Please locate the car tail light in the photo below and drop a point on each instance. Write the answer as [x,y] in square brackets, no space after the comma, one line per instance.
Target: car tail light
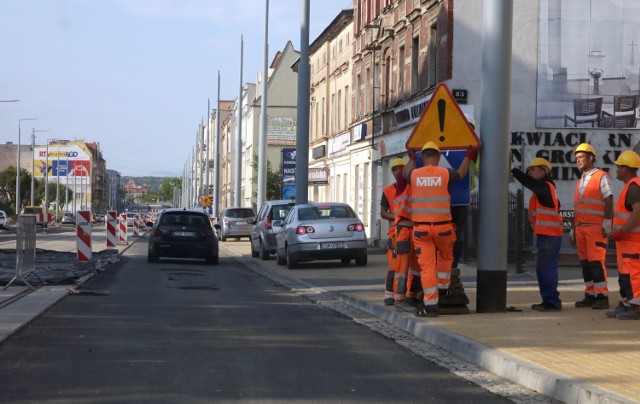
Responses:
[300,230]
[161,232]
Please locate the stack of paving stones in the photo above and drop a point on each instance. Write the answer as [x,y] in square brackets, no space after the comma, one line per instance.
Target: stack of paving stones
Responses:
[54,267]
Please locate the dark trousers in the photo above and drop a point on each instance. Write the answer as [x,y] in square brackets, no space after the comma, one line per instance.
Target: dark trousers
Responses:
[547,268]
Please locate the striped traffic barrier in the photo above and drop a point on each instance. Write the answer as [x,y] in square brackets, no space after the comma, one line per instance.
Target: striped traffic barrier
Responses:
[122,226]
[111,223]
[83,239]
[136,226]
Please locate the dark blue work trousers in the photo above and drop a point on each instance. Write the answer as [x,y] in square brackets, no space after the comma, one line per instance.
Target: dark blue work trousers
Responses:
[547,268]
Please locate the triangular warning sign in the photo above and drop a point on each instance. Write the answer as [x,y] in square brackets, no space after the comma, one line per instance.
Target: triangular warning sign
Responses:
[444,123]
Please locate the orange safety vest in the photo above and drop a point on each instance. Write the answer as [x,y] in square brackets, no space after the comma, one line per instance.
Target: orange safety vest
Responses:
[544,220]
[589,208]
[621,214]
[430,198]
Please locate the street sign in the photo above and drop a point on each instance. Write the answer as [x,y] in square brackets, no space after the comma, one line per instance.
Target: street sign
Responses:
[444,123]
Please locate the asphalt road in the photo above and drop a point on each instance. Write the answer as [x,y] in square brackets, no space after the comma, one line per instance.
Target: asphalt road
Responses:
[183,331]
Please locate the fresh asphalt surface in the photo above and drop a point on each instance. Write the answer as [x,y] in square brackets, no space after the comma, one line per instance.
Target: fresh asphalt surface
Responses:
[180,331]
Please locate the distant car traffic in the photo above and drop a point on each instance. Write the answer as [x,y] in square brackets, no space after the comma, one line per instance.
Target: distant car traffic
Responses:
[263,232]
[182,233]
[321,231]
[233,222]
[68,218]
[3,220]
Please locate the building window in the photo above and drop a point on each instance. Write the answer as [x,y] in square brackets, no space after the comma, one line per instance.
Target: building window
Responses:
[358,96]
[401,72]
[367,89]
[415,54]
[432,56]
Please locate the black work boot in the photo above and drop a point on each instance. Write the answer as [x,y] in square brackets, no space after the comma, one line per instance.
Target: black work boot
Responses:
[602,302]
[588,301]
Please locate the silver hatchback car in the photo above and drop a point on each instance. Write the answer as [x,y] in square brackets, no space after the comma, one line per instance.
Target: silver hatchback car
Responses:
[263,232]
[321,231]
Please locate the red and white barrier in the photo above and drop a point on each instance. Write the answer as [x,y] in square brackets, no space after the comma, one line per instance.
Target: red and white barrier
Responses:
[136,226]
[122,226]
[83,239]
[111,223]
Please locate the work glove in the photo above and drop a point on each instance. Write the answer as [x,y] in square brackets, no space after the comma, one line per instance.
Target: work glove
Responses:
[412,154]
[472,153]
[617,235]
[606,227]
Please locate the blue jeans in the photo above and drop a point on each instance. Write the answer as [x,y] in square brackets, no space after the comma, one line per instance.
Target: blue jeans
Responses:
[547,268]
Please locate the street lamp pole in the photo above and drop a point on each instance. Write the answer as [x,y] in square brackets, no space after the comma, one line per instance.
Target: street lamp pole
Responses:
[33,163]
[18,164]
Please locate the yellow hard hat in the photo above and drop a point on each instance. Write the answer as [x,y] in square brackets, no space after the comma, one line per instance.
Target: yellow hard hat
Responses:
[540,162]
[628,158]
[397,162]
[430,145]
[585,147]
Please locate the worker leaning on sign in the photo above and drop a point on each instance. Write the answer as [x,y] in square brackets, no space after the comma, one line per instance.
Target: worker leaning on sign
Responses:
[433,231]
[593,211]
[626,234]
[546,222]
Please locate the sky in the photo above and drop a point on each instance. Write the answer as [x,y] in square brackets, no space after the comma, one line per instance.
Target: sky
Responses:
[135,76]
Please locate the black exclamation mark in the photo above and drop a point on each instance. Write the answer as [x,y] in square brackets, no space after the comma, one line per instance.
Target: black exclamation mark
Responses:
[442,109]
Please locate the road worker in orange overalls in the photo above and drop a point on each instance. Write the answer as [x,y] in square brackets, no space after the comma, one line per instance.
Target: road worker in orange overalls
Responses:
[626,234]
[395,208]
[592,221]
[433,231]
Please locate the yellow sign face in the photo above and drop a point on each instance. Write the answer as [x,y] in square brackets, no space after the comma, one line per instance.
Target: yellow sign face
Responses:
[444,123]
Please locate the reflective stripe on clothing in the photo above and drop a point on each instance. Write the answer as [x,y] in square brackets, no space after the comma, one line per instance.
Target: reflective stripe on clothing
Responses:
[621,214]
[544,220]
[430,198]
[588,200]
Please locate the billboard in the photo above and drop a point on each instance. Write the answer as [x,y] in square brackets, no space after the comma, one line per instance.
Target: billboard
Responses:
[588,64]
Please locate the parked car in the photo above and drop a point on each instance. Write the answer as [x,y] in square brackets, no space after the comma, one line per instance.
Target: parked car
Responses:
[263,232]
[3,220]
[68,218]
[182,233]
[234,222]
[321,231]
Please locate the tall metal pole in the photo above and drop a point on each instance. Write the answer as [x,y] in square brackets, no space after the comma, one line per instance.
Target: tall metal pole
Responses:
[302,125]
[262,148]
[18,163]
[494,133]
[237,186]
[216,167]
[208,146]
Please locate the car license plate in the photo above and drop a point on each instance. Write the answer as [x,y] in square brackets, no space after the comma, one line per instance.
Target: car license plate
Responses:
[184,233]
[336,244]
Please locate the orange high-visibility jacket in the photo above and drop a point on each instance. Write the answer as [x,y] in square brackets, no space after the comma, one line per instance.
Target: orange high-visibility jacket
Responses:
[545,220]
[430,198]
[621,214]
[589,208]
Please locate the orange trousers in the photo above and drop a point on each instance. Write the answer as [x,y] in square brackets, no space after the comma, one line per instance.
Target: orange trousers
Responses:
[592,252]
[434,249]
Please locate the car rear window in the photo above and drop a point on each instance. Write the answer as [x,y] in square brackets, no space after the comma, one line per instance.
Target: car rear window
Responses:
[183,219]
[240,213]
[280,212]
[325,212]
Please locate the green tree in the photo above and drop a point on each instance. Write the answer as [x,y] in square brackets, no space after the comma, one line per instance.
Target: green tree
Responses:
[274,180]
[8,187]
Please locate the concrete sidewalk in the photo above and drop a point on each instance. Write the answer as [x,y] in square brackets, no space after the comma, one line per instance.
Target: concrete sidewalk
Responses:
[575,356]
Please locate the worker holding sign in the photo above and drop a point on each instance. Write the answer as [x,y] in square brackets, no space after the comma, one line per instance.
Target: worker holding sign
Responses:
[433,231]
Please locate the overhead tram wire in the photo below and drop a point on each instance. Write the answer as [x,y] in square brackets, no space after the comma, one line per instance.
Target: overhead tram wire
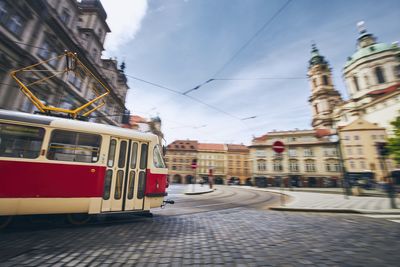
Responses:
[164,87]
[254,36]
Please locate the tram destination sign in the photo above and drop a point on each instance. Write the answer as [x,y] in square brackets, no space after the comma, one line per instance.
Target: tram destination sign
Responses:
[278,146]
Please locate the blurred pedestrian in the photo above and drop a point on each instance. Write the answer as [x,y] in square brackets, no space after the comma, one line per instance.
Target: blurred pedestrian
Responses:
[392,194]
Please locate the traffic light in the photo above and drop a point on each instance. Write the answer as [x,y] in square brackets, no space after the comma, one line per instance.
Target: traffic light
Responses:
[126,116]
[194,163]
[382,149]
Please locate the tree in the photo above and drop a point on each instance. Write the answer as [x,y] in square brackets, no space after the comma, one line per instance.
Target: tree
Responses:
[394,142]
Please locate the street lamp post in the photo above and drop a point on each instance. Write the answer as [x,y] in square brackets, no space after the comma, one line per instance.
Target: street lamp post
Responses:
[346,182]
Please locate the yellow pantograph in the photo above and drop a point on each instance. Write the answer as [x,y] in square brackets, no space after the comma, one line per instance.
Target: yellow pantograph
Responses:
[42,74]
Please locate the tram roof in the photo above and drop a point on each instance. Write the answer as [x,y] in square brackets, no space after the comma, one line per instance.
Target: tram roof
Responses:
[74,125]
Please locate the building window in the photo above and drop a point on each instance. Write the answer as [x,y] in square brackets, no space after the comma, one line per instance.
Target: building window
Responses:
[325,80]
[332,166]
[362,165]
[330,152]
[355,80]
[278,166]
[46,52]
[349,151]
[292,152]
[65,16]
[14,24]
[352,165]
[293,166]
[261,165]
[397,71]
[310,166]
[366,80]
[315,82]
[308,152]
[379,75]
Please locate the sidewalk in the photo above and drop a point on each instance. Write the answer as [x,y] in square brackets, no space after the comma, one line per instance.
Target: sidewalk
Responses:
[324,202]
[335,190]
[196,189]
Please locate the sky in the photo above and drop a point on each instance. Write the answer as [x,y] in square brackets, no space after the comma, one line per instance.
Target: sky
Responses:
[180,44]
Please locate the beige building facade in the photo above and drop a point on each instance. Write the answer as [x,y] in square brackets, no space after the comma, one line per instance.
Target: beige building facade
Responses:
[238,164]
[178,158]
[212,159]
[360,154]
[307,161]
[27,37]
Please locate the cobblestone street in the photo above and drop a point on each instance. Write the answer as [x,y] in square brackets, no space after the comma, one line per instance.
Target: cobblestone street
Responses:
[232,237]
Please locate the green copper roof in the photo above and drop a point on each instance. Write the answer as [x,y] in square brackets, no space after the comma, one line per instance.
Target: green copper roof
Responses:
[369,50]
[316,58]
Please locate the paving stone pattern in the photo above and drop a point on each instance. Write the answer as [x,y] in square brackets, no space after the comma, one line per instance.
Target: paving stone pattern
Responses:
[234,237]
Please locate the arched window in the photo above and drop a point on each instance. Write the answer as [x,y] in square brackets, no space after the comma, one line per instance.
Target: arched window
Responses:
[261,165]
[278,167]
[379,75]
[355,80]
[316,108]
[325,79]
[397,71]
[65,16]
[366,80]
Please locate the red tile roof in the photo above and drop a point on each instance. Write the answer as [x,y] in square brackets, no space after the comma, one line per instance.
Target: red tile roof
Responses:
[214,147]
[183,145]
[237,148]
[322,132]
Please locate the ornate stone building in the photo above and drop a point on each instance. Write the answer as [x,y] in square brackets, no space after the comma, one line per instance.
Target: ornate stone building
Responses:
[307,160]
[324,98]
[239,164]
[33,31]
[224,162]
[372,78]
[178,158]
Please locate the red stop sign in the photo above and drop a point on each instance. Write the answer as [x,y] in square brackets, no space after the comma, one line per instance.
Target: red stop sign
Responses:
[278,146]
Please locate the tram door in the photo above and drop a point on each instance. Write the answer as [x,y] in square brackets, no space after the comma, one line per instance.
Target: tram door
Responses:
[124,182]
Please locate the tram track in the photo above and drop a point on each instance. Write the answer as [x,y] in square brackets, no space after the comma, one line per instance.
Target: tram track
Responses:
[227,198]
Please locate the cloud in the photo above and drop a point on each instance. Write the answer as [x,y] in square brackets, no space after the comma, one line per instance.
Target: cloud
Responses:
[124,19]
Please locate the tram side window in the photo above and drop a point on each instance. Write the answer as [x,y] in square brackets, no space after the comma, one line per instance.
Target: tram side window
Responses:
[157,158]
[73,146]
[143,157]
[19,141]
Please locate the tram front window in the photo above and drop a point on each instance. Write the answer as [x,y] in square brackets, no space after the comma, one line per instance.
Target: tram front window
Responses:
[18,141]
[157,158]
[72,146]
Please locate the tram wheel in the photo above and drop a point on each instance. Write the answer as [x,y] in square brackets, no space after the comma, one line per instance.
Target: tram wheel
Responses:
[78,218]
[5,221]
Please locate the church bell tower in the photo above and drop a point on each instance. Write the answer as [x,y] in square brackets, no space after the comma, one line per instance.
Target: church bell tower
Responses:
[324,97]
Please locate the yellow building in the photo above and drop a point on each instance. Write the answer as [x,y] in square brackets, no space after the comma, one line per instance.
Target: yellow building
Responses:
[178,158]
[307,161]
[212,157]
[358,144]
[238,169]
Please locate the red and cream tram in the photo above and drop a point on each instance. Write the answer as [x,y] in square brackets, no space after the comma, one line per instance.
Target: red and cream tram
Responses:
[51,165]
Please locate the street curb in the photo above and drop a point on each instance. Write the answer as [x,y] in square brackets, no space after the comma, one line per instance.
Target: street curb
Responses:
[199,193]
[333,210]
[318,210]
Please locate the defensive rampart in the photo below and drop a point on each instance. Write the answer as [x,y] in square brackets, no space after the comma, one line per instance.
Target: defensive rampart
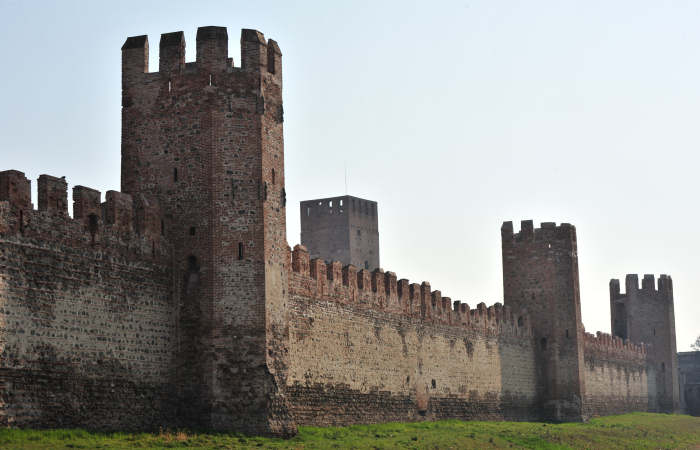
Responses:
[366,347]
[86,313]
[617,377]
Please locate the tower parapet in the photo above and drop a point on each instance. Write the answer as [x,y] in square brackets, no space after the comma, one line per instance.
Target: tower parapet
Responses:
[646,315]
[540,274]
[205,141]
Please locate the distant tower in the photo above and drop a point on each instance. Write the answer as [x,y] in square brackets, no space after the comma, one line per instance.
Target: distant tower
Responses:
[341,229]
[646,315]
[540,274]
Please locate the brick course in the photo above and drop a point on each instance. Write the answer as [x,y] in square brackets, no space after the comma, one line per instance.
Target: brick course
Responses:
[178,303]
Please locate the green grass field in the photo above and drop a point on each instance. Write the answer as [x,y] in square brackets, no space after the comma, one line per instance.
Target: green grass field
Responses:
[636,431]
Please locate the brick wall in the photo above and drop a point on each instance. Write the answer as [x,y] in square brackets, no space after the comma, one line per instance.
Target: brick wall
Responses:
[365,347]
[88,325]
[689,370]
[617,375]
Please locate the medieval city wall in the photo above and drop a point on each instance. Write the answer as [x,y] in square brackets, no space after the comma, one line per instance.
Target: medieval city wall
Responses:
[617,377]
[366,347]
[88,326]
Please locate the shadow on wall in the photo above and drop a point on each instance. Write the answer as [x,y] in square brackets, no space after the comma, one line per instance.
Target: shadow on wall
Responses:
[519,378]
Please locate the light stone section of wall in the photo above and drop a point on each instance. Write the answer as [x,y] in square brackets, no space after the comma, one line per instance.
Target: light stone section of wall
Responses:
[367,352]
[614,387]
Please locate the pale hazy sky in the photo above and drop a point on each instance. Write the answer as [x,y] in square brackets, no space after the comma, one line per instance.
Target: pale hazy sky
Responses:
[454,116]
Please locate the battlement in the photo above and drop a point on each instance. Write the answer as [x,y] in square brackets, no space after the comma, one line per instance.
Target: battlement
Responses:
[93,223]
[605,345]
[649,285]
[338,206]
[257,54]
[383,291]
[547,231]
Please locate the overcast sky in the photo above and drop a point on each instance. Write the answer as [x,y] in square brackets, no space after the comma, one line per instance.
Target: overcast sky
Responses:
[454,116]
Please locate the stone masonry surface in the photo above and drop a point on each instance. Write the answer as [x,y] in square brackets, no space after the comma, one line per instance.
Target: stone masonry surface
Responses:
[177,302]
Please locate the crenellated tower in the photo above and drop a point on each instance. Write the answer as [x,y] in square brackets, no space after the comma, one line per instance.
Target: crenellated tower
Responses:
[646,315]
[540,275]
[205,139]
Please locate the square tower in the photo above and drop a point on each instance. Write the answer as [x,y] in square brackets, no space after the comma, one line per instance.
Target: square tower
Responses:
[647,315]
[341,229]
[540,275]
[205,140]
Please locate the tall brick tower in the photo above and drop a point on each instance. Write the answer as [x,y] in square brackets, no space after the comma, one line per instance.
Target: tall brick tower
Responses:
[205,139]
[341,229]
[540,273]
[646,315]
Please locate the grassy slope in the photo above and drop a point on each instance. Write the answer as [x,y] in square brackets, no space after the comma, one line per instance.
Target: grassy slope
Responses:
[638,431]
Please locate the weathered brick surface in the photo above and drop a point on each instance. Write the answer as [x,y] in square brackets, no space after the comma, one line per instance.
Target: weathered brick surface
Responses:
[647,315]
[343,229]
[617,375]
[689,368]
[88,328]
[382,352]
[540,274]
[178,302]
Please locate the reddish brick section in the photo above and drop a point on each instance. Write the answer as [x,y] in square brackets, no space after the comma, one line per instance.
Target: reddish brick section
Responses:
[646,315]
[205,139]
[540,274]
[178,303]
[88,326]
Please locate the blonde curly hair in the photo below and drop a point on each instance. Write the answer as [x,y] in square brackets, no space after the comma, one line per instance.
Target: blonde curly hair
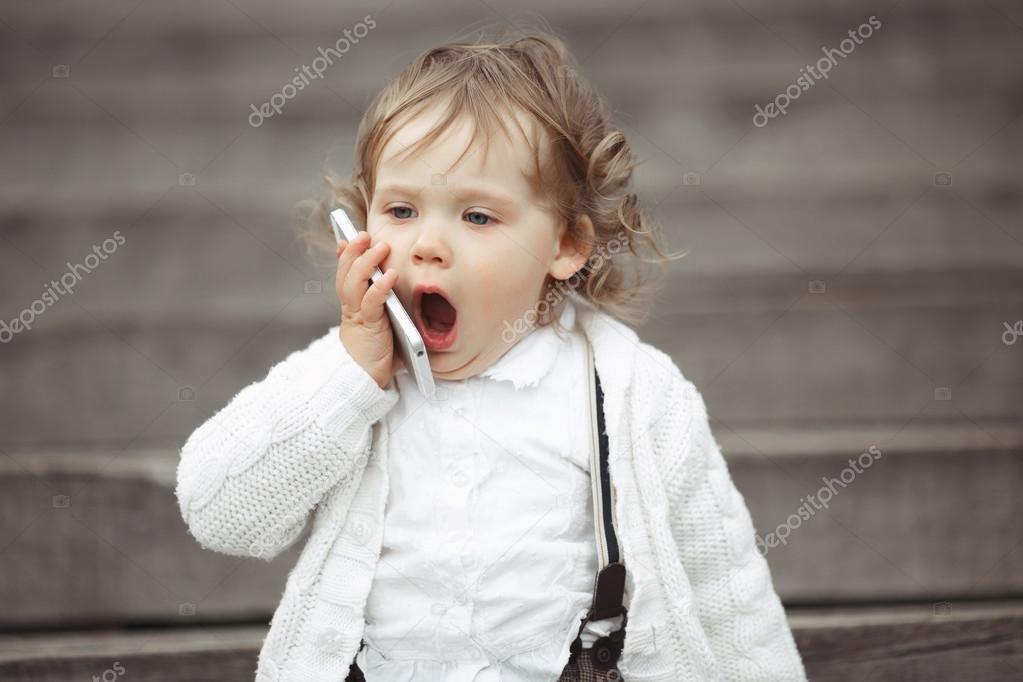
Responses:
[583,165]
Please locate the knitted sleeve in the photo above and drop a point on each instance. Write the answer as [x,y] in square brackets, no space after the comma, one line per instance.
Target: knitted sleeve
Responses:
[732,591]
[250,475]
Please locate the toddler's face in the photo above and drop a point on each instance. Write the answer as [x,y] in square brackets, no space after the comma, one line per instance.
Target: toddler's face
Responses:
[478,235]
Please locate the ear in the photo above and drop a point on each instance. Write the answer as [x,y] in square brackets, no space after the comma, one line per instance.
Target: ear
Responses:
[570,253]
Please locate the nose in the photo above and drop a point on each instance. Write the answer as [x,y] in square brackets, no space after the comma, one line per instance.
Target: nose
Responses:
[431,246]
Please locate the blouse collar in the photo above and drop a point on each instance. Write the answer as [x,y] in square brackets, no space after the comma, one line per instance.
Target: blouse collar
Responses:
[532,357]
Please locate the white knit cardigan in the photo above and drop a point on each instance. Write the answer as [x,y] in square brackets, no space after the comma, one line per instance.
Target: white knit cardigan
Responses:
[309,439]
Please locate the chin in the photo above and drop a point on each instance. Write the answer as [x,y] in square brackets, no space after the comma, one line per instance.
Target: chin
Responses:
[449,367]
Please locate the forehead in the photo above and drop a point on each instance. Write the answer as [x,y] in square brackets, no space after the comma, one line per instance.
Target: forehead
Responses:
[506,161]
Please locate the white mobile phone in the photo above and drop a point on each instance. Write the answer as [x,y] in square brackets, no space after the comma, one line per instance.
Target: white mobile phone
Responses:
[408,342]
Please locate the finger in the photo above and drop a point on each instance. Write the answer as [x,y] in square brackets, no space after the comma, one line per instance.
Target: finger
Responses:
[357,280]
[348,257]
[350,253]
[376,294]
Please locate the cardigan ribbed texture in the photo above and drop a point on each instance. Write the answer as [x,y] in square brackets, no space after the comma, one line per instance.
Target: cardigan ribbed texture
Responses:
[306,443]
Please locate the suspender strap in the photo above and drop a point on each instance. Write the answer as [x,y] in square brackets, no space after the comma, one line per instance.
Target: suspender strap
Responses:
[609,586]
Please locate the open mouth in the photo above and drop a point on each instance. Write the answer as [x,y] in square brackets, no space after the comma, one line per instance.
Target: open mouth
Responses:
[436,318]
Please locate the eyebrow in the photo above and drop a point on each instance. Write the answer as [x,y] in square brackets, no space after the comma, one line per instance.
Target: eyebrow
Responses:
[462,192]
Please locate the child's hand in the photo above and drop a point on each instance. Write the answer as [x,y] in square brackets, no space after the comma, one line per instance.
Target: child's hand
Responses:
[365,328]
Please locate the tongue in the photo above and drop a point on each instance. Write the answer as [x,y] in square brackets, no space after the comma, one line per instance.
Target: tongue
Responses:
[439,313]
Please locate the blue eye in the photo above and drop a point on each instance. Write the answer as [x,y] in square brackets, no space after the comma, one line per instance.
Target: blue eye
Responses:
[482,215]
[399,208]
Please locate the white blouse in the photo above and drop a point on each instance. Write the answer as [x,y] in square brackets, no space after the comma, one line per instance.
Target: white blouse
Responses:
[488,558]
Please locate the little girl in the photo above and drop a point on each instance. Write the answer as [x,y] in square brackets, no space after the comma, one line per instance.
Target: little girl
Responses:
[452,536]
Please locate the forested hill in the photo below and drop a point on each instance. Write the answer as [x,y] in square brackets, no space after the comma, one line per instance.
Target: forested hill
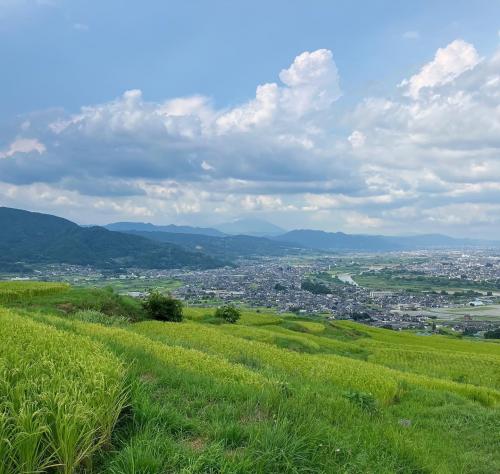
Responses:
[31,237]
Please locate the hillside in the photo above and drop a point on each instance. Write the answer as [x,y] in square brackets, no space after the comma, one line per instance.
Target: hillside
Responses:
[34,238]
[226,248]
[270,394]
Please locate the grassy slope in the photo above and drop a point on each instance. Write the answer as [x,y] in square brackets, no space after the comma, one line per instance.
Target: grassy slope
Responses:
[276,394]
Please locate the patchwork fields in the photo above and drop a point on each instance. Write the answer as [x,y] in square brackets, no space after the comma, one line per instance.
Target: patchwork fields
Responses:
[89,385]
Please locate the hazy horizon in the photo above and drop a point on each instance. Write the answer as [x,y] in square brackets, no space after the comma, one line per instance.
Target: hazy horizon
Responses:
[337,116]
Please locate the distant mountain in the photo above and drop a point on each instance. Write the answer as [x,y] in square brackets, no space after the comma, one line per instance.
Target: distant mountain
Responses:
[338,241]
[172,228]
[250,226]
[31,238]
[436,241]
[225,248]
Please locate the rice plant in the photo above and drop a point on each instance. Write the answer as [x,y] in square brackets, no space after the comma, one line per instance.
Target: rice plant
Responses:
[60,396]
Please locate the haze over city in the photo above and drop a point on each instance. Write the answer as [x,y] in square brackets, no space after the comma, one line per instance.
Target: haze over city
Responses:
[308,115]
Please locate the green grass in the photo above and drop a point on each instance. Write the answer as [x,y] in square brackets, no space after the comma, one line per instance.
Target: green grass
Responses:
[60,396]
[12,291]
[270,394]
[65,300]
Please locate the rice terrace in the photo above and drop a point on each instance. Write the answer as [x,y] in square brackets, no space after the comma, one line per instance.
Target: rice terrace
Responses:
[85,389]
[250,237]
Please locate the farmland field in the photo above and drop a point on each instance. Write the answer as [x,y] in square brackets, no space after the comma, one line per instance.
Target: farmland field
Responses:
[478,313]
[90,385]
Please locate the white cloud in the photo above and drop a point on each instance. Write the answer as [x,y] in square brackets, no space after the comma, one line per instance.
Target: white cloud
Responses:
[80,27]
[411,35]
[413,163]
[448,63]
[207,166]
[357,139]
[23,145]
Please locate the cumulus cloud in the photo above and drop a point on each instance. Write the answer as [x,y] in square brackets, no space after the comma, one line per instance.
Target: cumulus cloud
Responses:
[23,145]
[425,159]
[356,139]
[411,35]
[448,63]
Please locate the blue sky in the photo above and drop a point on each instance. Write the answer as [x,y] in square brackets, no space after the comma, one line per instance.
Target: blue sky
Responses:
[342,143]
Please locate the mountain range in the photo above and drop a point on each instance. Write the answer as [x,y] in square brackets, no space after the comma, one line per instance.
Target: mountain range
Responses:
[34,238]
[338,241]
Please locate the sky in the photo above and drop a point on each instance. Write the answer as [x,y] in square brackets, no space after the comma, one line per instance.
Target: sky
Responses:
[375,117]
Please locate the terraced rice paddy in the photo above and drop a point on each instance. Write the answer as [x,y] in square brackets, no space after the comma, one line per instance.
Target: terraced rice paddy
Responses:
[270,394]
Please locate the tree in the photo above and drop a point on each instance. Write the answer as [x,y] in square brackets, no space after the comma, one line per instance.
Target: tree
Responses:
[229,313]
[162,308]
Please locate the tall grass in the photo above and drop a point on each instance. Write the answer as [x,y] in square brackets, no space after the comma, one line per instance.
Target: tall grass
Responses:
[17,290]
[60,397]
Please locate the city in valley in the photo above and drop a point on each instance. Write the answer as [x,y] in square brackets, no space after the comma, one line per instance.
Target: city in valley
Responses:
[438,291]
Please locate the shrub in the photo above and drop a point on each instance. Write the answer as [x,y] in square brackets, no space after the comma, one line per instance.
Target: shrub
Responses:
[228,313]
[162,308]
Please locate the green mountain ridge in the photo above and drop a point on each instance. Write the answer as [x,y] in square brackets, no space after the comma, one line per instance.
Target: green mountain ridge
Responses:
[31,237]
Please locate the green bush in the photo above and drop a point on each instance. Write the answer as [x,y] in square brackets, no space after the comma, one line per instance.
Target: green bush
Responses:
[162,308]
[228,313]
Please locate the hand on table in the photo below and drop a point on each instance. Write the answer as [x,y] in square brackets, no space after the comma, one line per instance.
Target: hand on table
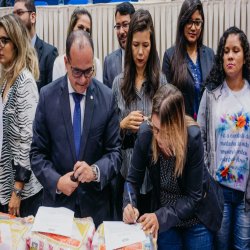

^^^^^^^^^^^^^^^^

* **What to do**
Please identify every line in the entries above that contains the string "bush", and copy each of those lines. Case counts.

* **Answer to this problem**
Please locate the green bush in the photo above and drop a point on each instance. Write the answer as [x,y] in square brackets, no space after the comma, one line per instance.
Target: green bush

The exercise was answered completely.